과제 목표 => 아래 기록 전체를 한 줄도 빠뜨리지 말고 글자 하나 바꾸지 않은 채 그대로 다시 적으세요.

제공 데이터 =>
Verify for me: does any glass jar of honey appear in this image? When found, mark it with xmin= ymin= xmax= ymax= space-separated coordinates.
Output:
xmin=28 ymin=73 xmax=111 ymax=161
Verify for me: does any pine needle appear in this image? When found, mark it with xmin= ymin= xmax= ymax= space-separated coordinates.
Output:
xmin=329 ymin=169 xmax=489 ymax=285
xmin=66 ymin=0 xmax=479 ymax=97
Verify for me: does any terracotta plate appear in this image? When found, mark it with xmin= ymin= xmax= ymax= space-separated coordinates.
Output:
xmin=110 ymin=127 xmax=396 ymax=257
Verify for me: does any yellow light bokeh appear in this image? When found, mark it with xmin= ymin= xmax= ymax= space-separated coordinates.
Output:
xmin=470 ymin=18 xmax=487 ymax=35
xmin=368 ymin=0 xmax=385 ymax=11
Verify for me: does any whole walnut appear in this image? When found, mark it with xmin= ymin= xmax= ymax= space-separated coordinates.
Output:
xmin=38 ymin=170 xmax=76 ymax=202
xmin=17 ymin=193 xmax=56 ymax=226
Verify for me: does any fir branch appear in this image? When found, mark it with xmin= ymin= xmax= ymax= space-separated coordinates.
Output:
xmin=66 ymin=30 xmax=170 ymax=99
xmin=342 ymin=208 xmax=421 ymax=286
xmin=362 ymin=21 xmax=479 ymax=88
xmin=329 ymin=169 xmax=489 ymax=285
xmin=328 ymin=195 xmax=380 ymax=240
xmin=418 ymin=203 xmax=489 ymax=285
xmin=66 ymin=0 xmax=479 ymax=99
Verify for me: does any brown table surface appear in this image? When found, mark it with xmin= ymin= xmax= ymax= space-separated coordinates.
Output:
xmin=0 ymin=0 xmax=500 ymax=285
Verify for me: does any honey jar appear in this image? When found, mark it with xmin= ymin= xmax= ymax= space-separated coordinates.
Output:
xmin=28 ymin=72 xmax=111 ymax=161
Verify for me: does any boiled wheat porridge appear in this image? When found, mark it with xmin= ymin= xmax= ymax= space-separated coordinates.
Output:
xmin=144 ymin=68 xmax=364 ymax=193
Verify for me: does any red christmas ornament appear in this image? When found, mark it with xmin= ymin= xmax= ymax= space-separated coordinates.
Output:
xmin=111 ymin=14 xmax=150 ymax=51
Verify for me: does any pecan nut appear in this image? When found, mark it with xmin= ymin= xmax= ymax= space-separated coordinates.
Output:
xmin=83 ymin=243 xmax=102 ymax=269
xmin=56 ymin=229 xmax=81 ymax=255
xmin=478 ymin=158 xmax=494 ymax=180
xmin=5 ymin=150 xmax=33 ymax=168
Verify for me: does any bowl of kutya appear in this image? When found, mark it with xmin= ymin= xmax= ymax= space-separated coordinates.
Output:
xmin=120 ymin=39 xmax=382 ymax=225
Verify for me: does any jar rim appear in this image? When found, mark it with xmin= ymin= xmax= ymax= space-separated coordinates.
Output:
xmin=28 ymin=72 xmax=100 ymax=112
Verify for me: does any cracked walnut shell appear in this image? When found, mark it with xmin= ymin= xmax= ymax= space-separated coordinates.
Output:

작업 결과 =>
Verify for me: does any glass jar of honey appear in this image? When found, mark it with xmin= ymin= xmax= ymax= space-separated coordinates.
Output:
xmin=28 ymin=73 xmax=111 ymax=161
Verify for me: does any pine needle appear in this image? When found, mark it with xmin= ymin= xmax= ymax= space-separated coordinates.
Output:
xmin=329 ymin=169 xmax=489 ymax=285
xmin=66 ymin=0 xmax=479 ymax=97
Verify for me: does any terracotta plate appear in this image? When found, mark it with xmin= ymin= xmax= ymax= space-separated coordinates.
Output:
xmin=110 ymin=127 xmax=396 ymax=257
Verify for me: does any yellow light bokeh appear in this image? When found, mark it with xmin= ymin= xmax= ymax= space-separated coordinates.
Output:
xmin=470 ymin=18 xmax=487 ymax=35
xmin=368 ymin=0 xmax=385 ymax=11
Verify for me: does any whole walnut appear in this image? When found, mark it with xmin= ymin= xmax= ymax= space-separated coordinates.
Output:
xmin=38 ymin=170 xmax=76 ymax=202
xmin=17 ymin=193 xmax=56 ymax=226
Verify for me: does any fir branch appear in this image? When found, mark it with xmin= ymin= xmax= ymax= space-separated coordinates.
Output:
xmin=66 ymin=30 xmax=170 ymax=99
xmin=342 ymin=208 xmax=421 ymax=286
xmin=362 ymin=21 xmax=479 ymax=88
xmin=329 ymin=169 xmax=489 ymax=285
xmin=328 ymin=195 xmax=380 ymax=240
xmin=418 ymin=203 xmax=489 ymax=285
xmin=66 ymin=0 xmax=479 ymax=99
Verify for me: does any brown table surface appear in this image? When found, mark it with xmin= ymin= xmax= ymax= space-separated coordinates.
Output:
xmin=0 ymin=0 xmax=500 ymax=285
Verify for me: does any honey jar appear in this image? When found, mark it with xmin= ymin= xmax= ymax= space-separated coordinates.
Output:
xmin=28 ymin=72 xmax=111 ymax=161
Verify for me: does any boiled wheat porridge appear in this image? When found, mark it with xmin= ymin= xmax= ymax= space-separated coordinates.
Output:
xmin=144 ymin=68 xmax=364 ymax=193
Verify for me: does any red christmas ornament appear in this image? When found, mark it with xmin= ymin= xmax= ymax= space-separated coordinates.
Output:
xmin=111 ymin=14 xmax=150 ymax=51
Verify for me: does any pecan nut appear in this image? When found, mark it with xmin= ymin= xmax= ymax= space-separated coordinates.
Output:
xmin=83 ymin=243 xmax=102 ymax=269
xmin=56 ymin=229 xmax=81 ymax=255
xmin=478 ymin=158 xmax=494 ymax=180
xmin=5 ymin=150 xmax=33 ymax=168
Verify for me: does any bowl of kutya appear in this image? When found, mark it with xmin= ymin= xmax= ymax= space-separated coordinates.
Output:
xmin=120 ymin=39 xmax=382 ymax=225
Verify for me: does any jar rim appear in this image? When found, mark it with xmin= ymin= xmax= ymax= space-separated coordinates.
Output:
xmin=28 ymin=72 xmax=100 ymax=112
Verify for me: does any cracked walnut shell appear in this image? When found, mark it with xmin= ymin= xmax= ymax= space-separated coordinates.
Output:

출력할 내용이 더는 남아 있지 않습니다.